## Document text:

= = = = =

EUR/USD weakens on broad USD strength, ECB commentary


  • EUR/USD declines back to lower 1.0800s ahead of Wednesday’s Fed meeting. 
  • Speculation is mounting that the Fed could alter how many interest rate cuts it expects to make in 2024. 
  • Lagarde mentions falling wage inflation, a key metric for the ECB. 

EUR/USD declines back to the lower 1.0800s on Wednesday, after several European Central Bank (ECB) speakers, including the President of the ECB Christine Lagarde and the Bank of Ireland Governor and ECB governing council member Gabriel Markhlouf cite lower inflation. 

ECB's Lagarde highlighted lower wage inflation, something which at previous meetings she said the ECB would be watching closely before deciding future ECB policy moves. 

"Average wage growth in 2024 for all existing wage contracts fell from 4.4% at the time of our January Governing Council meeting to 4.2% at the time of our meeting in March," said Lagarde at the ECB and its Watchers" conference on Wednesday.  

Lower inflation increase the probability that the ECB will opt to cut interest rates which would be a negative move for the Euro (EUR) and the EUR/USD pair

Interest rates, set by central banks, are a key driver of foreign exchange markets.  Lower interest rates tend to depreciate a currency by attracting less foreign capital inflows and vice versa for higher interest rates. 

EUR/USD could be impacted if Fed changes forecasts 

EUR/USD could see volatility as the Federal Reserve (Fed) is scheduled to complete its March policy meeting at 18:00 GMT on Wednesday and while it is not expected to alter interest rates  there is a chance it could revise its quarterly forecasts and accompanying statement. This could change the outlook for interest rates and therefore the US Dollar (USD) valuation. 

Speculation is mounting that the Fed will revise its economic forecasts in the Summary of Economic Projections (SEP), and the “dot plot”, which reflects the Board of Governors of the Fed’s consensus of the future path of rates. 

In the previous SEP, officials forecast three 25 basis points (0.25%) rate cuts in 2024 but some analysts now think there is a material risk that this could be revised down to two 25 bps cuts to reflect inflationary pressures remaining elevated. 

“The summary of economic projections will be updated and contains hawkish risks in our assessment with the committee potentially projecting fewer cuts in 2024,” says David Doyle, head of economics at Macquarie, in a note about the Fed meeting. 

ECB speakers take the stand

In Europe, a similar debate is going on about when to begin cutting interest rates, with two camps emerging – those who favor waiting until the European Central Bank’s June meeting to decide (the official camp) and a smaller mutineering group who want to keep alive the possibility of an early spring rate cut. 

On Tuesday, Vice-President of the European Central Bank (ECB), Luis de Guindos, maintained allegiance with the June camp after he said “we have to wait,” because “services inflation” remains too high. 

Wednesday sees a host of ECB talking heads appeared in public 

The ECB President Christine Lagarde, ECB Chief Economist Philip Lane and ECB's Gabriel Markhlouf have all already spoken at the "ECB and its Watchers" conference. ECB Executive Board member Isabel Schnabel has also just made a speech in which she said the long-run level of interest rates in Europe may by rising.

= = = = =

## Jobs:
- 1) From the EUR/USD article, extract the passage starting with "Lower inflation increase" and going on through "higher interest rates.".
- 2) Condense the paragraph of the EUR/USD article that begins "EUR/USD could see volatility" into a shorter version that keeps its main facts.

## Extracted material:
= = = = =

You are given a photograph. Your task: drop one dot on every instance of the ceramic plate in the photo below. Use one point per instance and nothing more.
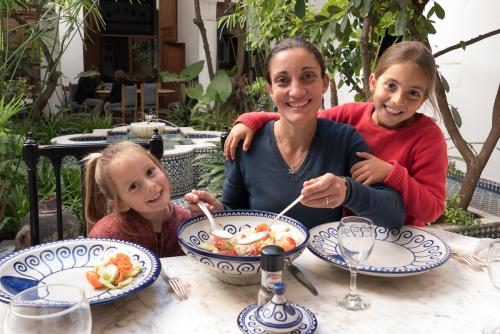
(67, 261)
(396, 252)
(248, 324)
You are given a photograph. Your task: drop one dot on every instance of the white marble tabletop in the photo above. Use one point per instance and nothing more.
(452, 298)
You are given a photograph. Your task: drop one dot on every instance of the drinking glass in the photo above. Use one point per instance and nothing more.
(494, 272)
(50, 309)
(355, 236)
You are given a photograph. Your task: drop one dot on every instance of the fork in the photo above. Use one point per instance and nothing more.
(176, 285)
(470, 260)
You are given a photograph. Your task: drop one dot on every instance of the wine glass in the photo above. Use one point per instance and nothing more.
(355, 236)
(55, 309)
(494, 272)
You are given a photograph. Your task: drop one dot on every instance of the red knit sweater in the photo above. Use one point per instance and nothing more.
(417, 152)
(129, 226)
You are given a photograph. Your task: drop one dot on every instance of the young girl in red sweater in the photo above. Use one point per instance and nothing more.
(409, 149)
(128, 198)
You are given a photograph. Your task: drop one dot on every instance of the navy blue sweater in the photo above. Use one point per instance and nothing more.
(259, 178)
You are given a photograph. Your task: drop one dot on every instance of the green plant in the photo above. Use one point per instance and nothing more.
(258, 90)
(182, 109)
(211, 112)
(212, 165)
(455, 215)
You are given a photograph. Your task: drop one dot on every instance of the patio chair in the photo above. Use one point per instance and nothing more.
(73, 105)
(128, 105)
(149, 98)
(56, 154)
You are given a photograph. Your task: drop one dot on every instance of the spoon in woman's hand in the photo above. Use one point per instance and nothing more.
(254, 237)
(214, 229)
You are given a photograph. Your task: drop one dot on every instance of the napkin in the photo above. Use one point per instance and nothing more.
(477, 249)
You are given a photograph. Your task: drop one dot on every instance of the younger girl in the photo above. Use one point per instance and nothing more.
(409, 149)
(129, 182)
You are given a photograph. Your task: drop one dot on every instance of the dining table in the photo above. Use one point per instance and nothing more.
(452, 298)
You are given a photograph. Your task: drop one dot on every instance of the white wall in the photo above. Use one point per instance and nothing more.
(473, 74)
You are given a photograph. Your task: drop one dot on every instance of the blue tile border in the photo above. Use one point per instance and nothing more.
(483, 183)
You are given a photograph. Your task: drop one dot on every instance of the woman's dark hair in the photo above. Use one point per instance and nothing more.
(294, 43)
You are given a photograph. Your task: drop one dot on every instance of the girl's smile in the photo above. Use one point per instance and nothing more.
(140, 184)
(397, 95)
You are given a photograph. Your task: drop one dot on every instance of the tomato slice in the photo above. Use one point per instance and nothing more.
(93, 278)
(218, 243)
(262, 227)
(227, 252)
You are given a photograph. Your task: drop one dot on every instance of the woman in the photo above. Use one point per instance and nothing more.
(300, 154)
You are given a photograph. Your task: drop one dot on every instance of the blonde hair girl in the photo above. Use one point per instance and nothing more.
(128, 198)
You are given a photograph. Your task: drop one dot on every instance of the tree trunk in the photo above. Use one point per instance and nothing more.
(240, 53)
(334, 96)
(476, 166)
(365, 55)
(198, 21)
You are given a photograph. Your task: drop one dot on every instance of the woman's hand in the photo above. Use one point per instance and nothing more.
(213, 204)
(238, 132)
(327, 191)
(370, 171)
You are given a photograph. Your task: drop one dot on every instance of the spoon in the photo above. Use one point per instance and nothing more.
(214, 229)
(252, 238)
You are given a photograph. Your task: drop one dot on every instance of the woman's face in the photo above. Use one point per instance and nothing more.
(297, 86)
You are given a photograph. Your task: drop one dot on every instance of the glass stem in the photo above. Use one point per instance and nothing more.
(352, 283)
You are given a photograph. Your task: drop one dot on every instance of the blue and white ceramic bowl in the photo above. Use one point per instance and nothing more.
(238, 270)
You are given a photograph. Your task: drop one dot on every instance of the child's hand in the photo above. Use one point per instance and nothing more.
(370, 171)
(327, 191)
(238, 132)
(213, 204)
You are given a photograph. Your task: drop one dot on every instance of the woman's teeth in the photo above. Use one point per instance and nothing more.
(393, 111)
(297, 104)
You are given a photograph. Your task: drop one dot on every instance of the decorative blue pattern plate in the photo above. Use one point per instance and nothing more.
(67, 261)
(249, 325)
(396, 252)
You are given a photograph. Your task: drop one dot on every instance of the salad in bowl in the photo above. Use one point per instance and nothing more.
(233, 260)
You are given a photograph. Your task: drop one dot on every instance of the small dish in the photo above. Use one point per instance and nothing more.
(248, 324)
(396, 253)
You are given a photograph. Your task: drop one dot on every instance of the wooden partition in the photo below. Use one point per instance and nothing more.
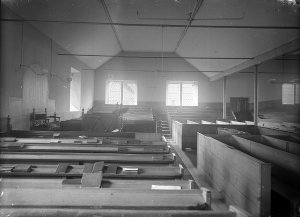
(185, 135)
(285, 166)
(281, 144)
(240, 178)
(80, 212)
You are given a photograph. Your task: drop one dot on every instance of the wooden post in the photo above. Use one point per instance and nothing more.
(224, 98)
(8, 125)
(255, 113)
(82, 112)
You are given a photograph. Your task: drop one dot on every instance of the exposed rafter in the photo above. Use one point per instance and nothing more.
(102, 2)
(190, 20)
(155, 57)
(279, 51)
(154, 25)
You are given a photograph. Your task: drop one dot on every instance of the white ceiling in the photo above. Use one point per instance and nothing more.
(198, 42)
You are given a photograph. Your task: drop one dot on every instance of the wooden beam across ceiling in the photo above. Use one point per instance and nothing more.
(153, 24)
(271, 54)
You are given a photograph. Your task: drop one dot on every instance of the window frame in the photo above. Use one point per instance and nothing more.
(294, 92)
(181, 93)
(122, 91)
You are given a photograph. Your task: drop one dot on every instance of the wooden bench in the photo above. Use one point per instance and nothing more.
(78, 158)
(109, 170)
(241, 179)
(185, 135)
(285, 166)
(80, 212)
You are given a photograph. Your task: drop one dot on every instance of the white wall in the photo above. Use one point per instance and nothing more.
(152, 84)
(26, 51)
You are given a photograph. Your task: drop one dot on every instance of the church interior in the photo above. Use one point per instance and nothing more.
(144, 108)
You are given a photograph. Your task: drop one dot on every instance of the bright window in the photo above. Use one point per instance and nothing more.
(290, 94)
(75, 90)
(121, 92)
(182, 93)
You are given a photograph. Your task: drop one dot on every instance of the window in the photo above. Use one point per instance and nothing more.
(182, 93)
(121, 92)
(290, 94)
(75, 90)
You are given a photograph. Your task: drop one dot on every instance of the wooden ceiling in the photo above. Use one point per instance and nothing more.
(212, 35)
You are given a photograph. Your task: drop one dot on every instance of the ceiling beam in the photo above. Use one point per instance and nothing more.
(190, 20)
(153, 24)
(102, 2)
(155, 57)
(283, 49)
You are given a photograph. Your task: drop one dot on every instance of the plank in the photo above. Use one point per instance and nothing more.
(222, 122)
(79, 212)
(285, 145)
(42, 170)
(237, 123)
(228, 170)
(206, 122)
(268, 55)
(148, 136)
(54, 157)
(88, 148)
(104, 198)
(284, 160)
(53, 183)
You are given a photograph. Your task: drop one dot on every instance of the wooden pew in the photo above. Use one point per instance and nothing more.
(58, 183)
(53, 157)
(191, 122)
(285, 166)
(237, 123)
(281, 144)
(206, 122)
(280, 159)
(80, 212)
(103, 198)
(222, 122)
(185, 135)
(85, 148)
(285, 143)
(75, 171)
(241, 179)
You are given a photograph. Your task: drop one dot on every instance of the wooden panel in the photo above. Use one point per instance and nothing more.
(206, 122)
(148, 136)
(16, 113)
(37, 212)
(57, 183)
(289, 146)
(222, 122)
(105, 198)
(241, 179)
(73, 157)
(86, 148)
(237, 123)
(191, 122)
(44, 170)
(280, 158)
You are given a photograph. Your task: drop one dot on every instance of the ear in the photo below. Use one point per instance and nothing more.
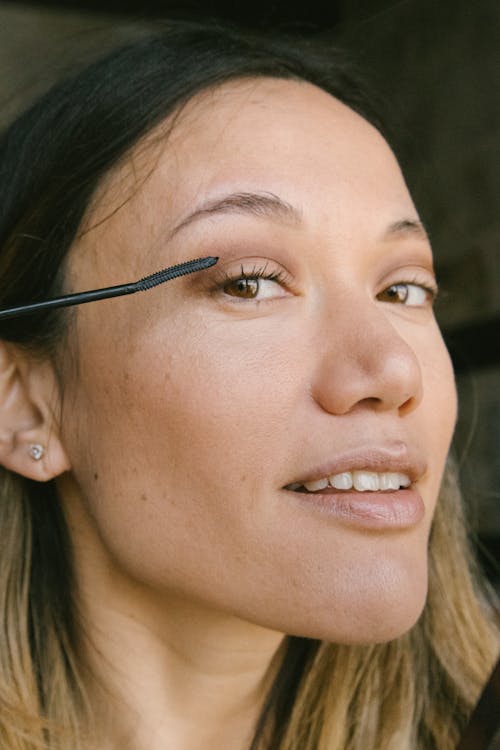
(28, 406)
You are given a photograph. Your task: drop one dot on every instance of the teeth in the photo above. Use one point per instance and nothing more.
(341, 481)
(365, 480)
(404, 481)
(362, 481)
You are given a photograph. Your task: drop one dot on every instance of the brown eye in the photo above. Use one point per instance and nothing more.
(409, 294)
(394, 293)
(243, 288)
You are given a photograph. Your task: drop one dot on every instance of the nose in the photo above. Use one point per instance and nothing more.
(366, 361)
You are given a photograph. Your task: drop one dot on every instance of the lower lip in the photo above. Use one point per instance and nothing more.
(399, 509)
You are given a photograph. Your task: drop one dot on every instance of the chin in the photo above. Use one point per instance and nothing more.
(372, 614)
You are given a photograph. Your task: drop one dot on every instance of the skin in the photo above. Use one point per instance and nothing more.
(190, 409)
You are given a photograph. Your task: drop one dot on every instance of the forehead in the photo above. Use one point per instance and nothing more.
(285, 137)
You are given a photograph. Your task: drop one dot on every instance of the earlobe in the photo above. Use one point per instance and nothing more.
(29, 434)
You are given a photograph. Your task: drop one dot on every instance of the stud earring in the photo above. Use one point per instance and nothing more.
(36, 451)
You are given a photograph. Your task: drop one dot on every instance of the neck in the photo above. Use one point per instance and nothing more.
(175, 674)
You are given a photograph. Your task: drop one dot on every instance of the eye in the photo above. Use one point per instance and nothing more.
(411, 294)
(257, 284)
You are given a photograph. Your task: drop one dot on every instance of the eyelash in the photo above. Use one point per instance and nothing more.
(281, 277)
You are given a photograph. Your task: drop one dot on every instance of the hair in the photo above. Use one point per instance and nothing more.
(414, 692)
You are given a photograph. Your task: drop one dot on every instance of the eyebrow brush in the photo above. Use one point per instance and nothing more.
(148, 282)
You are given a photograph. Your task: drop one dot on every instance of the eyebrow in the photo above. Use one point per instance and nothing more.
(406, 227)
(256, 204)
(271, 205)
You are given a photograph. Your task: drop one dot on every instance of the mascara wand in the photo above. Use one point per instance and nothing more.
(80, 298)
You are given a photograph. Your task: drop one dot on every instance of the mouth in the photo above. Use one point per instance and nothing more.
(379, 494)
(360, 480)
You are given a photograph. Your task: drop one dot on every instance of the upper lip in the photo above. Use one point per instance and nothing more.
(393, 457)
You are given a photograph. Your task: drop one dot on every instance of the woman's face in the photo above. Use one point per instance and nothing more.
(310, 350)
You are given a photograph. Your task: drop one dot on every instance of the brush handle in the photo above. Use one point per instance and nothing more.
(81, 298)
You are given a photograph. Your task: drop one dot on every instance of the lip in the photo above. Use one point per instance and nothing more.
(371, 511)
(397, 456)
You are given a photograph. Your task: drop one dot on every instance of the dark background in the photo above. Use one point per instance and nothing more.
(436, 66)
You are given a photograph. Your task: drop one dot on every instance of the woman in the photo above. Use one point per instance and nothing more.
(223, 500)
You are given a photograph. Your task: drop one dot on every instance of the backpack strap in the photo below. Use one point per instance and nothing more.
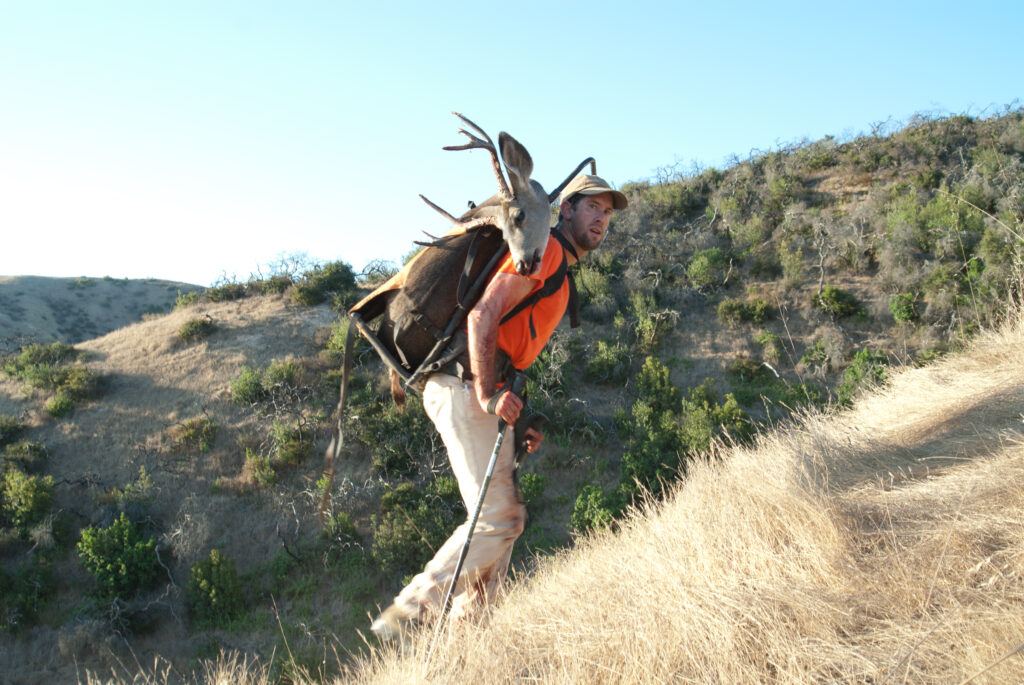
(552, 285)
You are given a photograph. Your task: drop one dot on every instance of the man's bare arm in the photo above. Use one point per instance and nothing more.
(503, 293)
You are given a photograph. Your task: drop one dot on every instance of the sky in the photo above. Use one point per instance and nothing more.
(198, 141)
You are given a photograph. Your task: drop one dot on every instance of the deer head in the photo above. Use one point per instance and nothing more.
(520, 209)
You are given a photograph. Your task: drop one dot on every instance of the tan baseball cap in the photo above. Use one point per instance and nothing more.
(586, 184)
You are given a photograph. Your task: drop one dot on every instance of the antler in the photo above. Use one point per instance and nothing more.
(487, 144)
(561, 186)
(440, 211)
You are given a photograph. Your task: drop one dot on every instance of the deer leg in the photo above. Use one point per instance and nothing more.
(397, 391)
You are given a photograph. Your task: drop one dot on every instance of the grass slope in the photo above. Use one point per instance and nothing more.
(44, 309)
(881, 545)
(198, 500)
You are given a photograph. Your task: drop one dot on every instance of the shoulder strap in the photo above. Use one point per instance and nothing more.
(552, 285)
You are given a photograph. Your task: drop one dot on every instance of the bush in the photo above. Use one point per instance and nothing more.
(214, 592)
(120, 557)
(609, 364)
(248, 388)
(531, 487)
(275, 284)
(838, 302)
(867, 369)
(771, 346)
(593, 509)
(290, 445)
(27, 500)
(318, 284)
(753, 383)
(197, 433)
(24, 592)
(186, 299)
(734, 311)
(651, 324)
(398, 439)
(30, 456)
(259, 469)
(10, 429)
(226, 291)
(59, 405)
(707, 268)
(654, 386)
(282, 373)
(413, 522)
(196, 329)
(903, 307)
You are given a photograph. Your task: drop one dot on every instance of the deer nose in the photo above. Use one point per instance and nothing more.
(525, 268)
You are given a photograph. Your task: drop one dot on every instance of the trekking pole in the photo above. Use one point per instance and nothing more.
(518, 381)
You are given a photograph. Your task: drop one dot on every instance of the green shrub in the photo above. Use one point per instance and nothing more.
(27, 500)
(24, 592)
(29, 456)
(707, 268)
(317, 285)
(413, 522)
(531, 487)
(867, 369)
(259, 468)
(771, 346)
(248, 388)
(290, 445)
(214, 592)
(136, 494)
(598, 301)
(732, 311)
(121, 558)
(791, 260)
(226, 291)
(753, 383)
(903, 307)
(59, 404)
(654, 386)
(186, 299)
(198, 433)
(651, 324)
(10, 429)
(275, 284)
(339, 528)
(282, 373)
(79, 383)
(197, 329)
(593, 509)
(704, 418)
(838, 302)
(398, 439)
(609, 364)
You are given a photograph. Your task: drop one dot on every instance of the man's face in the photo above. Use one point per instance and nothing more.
(588, 221)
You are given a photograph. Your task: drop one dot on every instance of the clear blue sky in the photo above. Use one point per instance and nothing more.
(186, 140)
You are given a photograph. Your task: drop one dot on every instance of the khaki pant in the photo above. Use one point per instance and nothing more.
(469, 434)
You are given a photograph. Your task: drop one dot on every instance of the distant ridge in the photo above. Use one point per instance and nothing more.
(46, 309)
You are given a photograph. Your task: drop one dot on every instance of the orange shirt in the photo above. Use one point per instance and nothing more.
(514, 336)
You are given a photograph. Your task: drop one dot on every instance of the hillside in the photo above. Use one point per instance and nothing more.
(882, 544)
(44, 309)
(723, 303)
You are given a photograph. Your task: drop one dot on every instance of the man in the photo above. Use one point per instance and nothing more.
(466, 412)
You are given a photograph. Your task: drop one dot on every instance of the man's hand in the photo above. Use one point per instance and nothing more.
(534, 439)
(507, 407)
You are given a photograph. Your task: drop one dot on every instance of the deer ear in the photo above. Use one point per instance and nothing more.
(517, 161)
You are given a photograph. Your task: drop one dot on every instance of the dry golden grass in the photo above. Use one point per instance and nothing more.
(883, 545)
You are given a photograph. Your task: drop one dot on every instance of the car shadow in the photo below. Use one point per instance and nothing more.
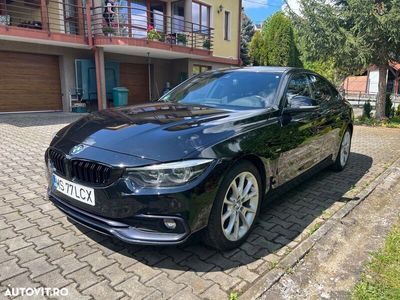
(279, 223)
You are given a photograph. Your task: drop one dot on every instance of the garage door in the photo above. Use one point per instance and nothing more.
(135, 78)
(29, 82)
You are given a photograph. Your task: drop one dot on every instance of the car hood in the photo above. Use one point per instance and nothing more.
(159, 131)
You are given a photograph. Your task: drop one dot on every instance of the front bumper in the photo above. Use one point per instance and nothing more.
(125, 232)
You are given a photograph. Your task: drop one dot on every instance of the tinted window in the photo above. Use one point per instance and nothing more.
(322, 90)
(231, 89)
(299, 86)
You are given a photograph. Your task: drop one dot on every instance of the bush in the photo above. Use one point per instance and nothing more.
(388, 106)
(367, 108)
(397, 112)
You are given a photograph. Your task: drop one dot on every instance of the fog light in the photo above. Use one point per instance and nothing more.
(170, 224)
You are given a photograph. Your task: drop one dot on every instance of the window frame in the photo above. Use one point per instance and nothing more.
(327, 83)
(227, 25)
(207, 68)
(290, 77)
(200, 24)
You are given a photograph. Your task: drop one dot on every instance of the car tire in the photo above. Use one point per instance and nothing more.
(236, 203)
(344, 152)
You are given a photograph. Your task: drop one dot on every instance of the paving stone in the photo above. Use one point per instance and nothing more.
(69, 264)
(214, 292)
(134, 288)
(143, 271)
(42, 241)
(69, 239)
(166, 286)
(114, 274)
(27, 254)
(97, 261)
(85, 278)
(38, 266)
(53, 279)
(16, 243)
(103, 290)
(81, 249)
(123, 258)
(9, 269)
(185, 294)
(21, 224)
(225, 281)
(55, 252)
(196, 283)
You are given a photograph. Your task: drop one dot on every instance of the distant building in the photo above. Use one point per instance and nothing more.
(368, 82)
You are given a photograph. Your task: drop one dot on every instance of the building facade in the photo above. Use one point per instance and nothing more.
(54, 52)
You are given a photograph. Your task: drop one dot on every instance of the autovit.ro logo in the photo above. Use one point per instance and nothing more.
(35, 291)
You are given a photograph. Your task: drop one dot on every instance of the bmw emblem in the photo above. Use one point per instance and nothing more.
(77, 149)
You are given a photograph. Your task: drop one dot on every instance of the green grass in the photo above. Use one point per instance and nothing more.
(381, 279)
(393, 122)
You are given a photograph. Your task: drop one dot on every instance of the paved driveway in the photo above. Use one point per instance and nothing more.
(39, 247)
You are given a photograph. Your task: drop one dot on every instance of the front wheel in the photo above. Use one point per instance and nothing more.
(235, 208)
(344, 152)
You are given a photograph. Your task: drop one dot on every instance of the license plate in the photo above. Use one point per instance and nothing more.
(76, 191)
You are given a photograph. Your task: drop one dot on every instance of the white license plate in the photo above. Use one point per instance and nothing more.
(73, 190)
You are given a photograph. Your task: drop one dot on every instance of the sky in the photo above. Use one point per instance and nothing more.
(259, 10)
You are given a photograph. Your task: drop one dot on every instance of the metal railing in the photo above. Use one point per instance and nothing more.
(56, 16)
(132, 22)
(357, 99)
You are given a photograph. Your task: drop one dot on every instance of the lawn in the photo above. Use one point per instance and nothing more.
(381, 279)
(393, 122)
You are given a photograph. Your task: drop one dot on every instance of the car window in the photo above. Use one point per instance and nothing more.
(228, 89)
(299, 86)
(322, 91)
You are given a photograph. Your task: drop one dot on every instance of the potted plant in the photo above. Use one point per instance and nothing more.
(153, 34)
(181, 39)
(207, 44)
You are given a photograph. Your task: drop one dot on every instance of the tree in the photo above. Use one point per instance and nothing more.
(247, 32)
(357, 33)
(279, 42)
(257, 50)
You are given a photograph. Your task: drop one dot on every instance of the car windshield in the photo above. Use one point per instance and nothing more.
(233, 89)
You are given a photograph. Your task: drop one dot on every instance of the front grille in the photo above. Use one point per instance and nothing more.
(90, 172)
(82, 170)
(58, 160)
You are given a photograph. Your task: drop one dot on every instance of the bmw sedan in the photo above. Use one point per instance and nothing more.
(203, 158)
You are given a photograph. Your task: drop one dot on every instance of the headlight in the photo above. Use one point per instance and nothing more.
(169, 174)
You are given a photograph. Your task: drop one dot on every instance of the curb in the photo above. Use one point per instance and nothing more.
(266, 281)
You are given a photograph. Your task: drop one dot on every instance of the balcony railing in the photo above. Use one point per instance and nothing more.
(56, 16)
(138, 23)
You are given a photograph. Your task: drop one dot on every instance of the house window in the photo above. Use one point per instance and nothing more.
(200, 18)
(227, 26)
(197, 69)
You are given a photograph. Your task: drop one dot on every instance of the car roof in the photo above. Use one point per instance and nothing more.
(265, 69)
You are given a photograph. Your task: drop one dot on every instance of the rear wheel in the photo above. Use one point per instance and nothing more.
(344, 152)
(235, 208)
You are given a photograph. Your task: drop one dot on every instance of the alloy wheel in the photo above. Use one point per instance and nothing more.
(240, 206)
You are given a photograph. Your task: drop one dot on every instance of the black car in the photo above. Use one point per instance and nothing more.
(203, 157)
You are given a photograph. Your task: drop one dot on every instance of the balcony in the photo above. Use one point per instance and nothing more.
(56, 21)
(150, 29)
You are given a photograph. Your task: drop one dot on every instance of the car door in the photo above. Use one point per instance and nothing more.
(299, 134)
(329, 115)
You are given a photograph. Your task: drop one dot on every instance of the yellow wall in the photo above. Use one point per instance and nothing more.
(222, 48)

= = = = =

## Full solutions:
- 1)
Lower inflation increase the probability that the ECB will opt to cut interest rates which would be a negative move for the Euro (EUR) and the EUR/USD pair

Interest rates, set by central banks, are a key driver of foreign exchange markets.  Lower interest rates tend to depreciate a currency by attracting less foreign capital inflows and vice versa for higher interest rates.

- 2) The Fed finishes its March policy meeting at 18:00 GMT on Wednesday. It is not expected to change interest rates, but it could revise its quarterly forecasts and statement. That could shift the interest rate outlook and the US Dollar's valuation, which could make EUR/USD volatile.